======== GIVEN TEXT

The White House claims security 'intervened.'

 

David Gilmour

Tech

Posted on Sep 4, 2018   Updated on May 21, 2021, 7:19 am CDT

Judge Brett Kavanaugh, President Donald Trump’s Supreme Court nominee, refused to shake the hand of the father of a victim of the Parkland school shooting as he left for a lunch break during his confirmation hearing before the Senate Judiciary Committee on Tuesday.

Fred Guttenberg, whose daughter Jaime was killed in the Marjory Stoneman Douglas High School mass shooting in Florida back in February, gave an account of the televised exchange via Twitter.

In footage that has emerged of the incident, Guttenberg can be seen approaching Kavanagh as he makes his way out of the room. The father taps Kavanagh on the shoulder and reaches out his hand. Kavanagh pauses, looks at the man directly in the face, before turning his back and walking away.

================
======== EXTRACTED DATA

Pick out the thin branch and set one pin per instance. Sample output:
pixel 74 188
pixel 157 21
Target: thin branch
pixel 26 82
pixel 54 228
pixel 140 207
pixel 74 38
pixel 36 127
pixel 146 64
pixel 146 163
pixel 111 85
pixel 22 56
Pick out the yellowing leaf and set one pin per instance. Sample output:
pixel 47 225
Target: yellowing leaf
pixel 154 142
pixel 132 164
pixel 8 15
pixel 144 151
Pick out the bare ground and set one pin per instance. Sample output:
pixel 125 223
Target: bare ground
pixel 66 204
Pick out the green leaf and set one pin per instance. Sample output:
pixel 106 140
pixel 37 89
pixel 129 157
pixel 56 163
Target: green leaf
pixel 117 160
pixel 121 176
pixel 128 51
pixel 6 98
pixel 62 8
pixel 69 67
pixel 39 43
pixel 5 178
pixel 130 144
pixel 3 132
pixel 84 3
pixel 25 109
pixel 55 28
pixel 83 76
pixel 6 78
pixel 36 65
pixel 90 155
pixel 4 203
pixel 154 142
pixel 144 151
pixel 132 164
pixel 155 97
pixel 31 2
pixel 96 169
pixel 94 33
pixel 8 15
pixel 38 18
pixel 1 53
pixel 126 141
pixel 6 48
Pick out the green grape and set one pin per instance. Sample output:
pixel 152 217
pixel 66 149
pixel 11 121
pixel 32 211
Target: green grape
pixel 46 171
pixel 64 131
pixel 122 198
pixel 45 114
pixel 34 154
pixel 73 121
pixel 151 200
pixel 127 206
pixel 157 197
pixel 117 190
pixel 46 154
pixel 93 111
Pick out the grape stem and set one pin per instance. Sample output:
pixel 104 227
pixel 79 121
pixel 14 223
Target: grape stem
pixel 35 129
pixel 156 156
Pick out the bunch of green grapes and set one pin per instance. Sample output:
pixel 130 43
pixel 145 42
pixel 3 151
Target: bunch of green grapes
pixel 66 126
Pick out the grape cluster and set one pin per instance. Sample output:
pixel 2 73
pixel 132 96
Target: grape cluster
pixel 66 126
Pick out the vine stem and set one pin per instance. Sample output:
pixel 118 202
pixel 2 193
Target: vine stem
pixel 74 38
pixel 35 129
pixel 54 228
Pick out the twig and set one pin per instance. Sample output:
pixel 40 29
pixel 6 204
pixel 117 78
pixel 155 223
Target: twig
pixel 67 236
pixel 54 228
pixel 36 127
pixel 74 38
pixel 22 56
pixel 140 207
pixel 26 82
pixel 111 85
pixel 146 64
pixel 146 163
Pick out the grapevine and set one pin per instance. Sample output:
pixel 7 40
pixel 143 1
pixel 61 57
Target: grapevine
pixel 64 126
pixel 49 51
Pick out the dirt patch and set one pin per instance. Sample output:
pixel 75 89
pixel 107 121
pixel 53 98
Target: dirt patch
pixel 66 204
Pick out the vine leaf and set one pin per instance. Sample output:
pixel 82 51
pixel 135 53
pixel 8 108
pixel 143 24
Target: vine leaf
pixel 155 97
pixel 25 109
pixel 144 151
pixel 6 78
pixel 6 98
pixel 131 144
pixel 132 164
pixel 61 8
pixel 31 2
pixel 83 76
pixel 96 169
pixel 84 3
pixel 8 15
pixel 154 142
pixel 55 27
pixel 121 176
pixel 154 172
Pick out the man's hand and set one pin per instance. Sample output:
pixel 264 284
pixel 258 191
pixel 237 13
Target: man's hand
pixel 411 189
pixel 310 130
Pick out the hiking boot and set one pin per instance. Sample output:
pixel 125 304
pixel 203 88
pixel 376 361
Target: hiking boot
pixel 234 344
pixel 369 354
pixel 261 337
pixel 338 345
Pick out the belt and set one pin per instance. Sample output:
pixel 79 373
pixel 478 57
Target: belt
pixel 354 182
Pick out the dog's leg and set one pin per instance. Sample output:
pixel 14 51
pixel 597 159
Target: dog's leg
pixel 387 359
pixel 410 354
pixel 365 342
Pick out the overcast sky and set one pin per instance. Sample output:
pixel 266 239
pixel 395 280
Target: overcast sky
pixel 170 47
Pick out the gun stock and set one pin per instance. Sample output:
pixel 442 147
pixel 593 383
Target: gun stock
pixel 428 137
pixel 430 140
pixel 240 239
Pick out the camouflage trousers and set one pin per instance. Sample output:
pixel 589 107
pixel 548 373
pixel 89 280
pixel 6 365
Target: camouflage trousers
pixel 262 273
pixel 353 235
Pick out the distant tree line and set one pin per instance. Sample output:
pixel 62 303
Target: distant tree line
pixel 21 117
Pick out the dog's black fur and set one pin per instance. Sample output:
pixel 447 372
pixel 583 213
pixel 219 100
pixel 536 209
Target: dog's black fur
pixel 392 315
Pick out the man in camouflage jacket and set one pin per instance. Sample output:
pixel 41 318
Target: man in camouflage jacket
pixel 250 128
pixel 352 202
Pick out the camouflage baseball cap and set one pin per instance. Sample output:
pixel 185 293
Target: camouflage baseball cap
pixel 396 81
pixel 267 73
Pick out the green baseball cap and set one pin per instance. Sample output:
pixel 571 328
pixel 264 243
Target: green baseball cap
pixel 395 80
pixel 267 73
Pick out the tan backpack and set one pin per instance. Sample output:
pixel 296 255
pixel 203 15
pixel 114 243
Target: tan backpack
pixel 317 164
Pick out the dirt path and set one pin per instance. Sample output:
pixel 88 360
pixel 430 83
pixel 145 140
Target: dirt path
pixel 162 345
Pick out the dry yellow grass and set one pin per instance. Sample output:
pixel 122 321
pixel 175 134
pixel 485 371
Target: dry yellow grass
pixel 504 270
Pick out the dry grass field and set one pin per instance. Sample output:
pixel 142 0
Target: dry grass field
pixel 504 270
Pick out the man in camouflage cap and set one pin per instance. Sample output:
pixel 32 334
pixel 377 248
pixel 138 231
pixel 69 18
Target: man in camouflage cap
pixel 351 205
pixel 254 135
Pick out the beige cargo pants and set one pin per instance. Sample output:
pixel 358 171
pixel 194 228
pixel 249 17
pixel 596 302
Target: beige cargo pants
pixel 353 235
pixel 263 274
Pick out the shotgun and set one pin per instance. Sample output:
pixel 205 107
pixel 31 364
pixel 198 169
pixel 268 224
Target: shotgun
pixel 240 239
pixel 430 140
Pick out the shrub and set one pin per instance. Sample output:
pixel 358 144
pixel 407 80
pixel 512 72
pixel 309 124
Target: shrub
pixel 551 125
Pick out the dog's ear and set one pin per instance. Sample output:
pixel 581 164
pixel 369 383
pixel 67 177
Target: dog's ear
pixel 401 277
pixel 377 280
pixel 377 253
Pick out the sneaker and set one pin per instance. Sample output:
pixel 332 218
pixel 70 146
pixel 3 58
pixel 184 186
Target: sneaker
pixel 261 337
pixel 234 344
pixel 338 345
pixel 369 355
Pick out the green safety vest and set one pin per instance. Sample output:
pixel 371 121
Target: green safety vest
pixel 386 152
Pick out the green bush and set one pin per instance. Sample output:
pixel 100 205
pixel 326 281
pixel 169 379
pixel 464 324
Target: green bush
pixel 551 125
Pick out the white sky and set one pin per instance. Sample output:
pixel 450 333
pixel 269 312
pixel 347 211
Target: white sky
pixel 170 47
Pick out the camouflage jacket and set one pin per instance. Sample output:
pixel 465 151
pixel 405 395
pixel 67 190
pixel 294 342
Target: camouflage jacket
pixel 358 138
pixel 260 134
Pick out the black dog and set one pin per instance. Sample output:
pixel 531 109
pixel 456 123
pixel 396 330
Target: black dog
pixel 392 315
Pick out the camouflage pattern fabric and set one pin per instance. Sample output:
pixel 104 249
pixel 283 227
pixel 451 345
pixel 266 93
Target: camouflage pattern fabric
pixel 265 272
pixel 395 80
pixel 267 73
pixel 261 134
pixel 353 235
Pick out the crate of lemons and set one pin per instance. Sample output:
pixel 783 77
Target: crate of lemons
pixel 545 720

================

• [DIRECTIONS]
a - List every person named in the article about Kavanaugh's refused handshake, not counting the byline.
b - Resume the article about Kavanaugh's refused handshake from where it stops.
These dataset entries have no connection to the article.

• [ANSWERS BY ITEM NUMBER]
a - Brett Kavanaugh, Donald Trump, Fred Guttenberg, Jaime (Guttenberg's daughter)

b -
White House deputy press secretary Raj Shah quickly responded to Guttenberg’s tweet by claiming that security “intervened” before Kavanagh could engage. 

https://twitter.com/RajShah45/status/1037046732310360064?ref_src=twsrc%5Etfw

By that time, however, Americans were judging for themselves as the clip and images went viral. Gun control activists, in particular, were outraged by the incident.

Parkland shooting survivor David Hogg, a figurehead of the movement for gun reform laws in the wake of the killing spree, tweeted that it was a picture “worth thousands of lives” before urging his followers to call lawmakers immediately in a bid to halt the confirmation.

“The NRA has spent millions of dollars to appoint Kavanaugh,” Hogg writes. “It’s going to take 1000s of phone calls to stop this man.”

The National Rifle Association enthusiastically threw its support behind the conservative nominee, whose record on gun control issues and the Second Amendment is defined by a 2011 dissent in Heller v. District of Columbia, where he argued that Washington, D.C.’s ban on semi-automatic rifles was unconstitutional.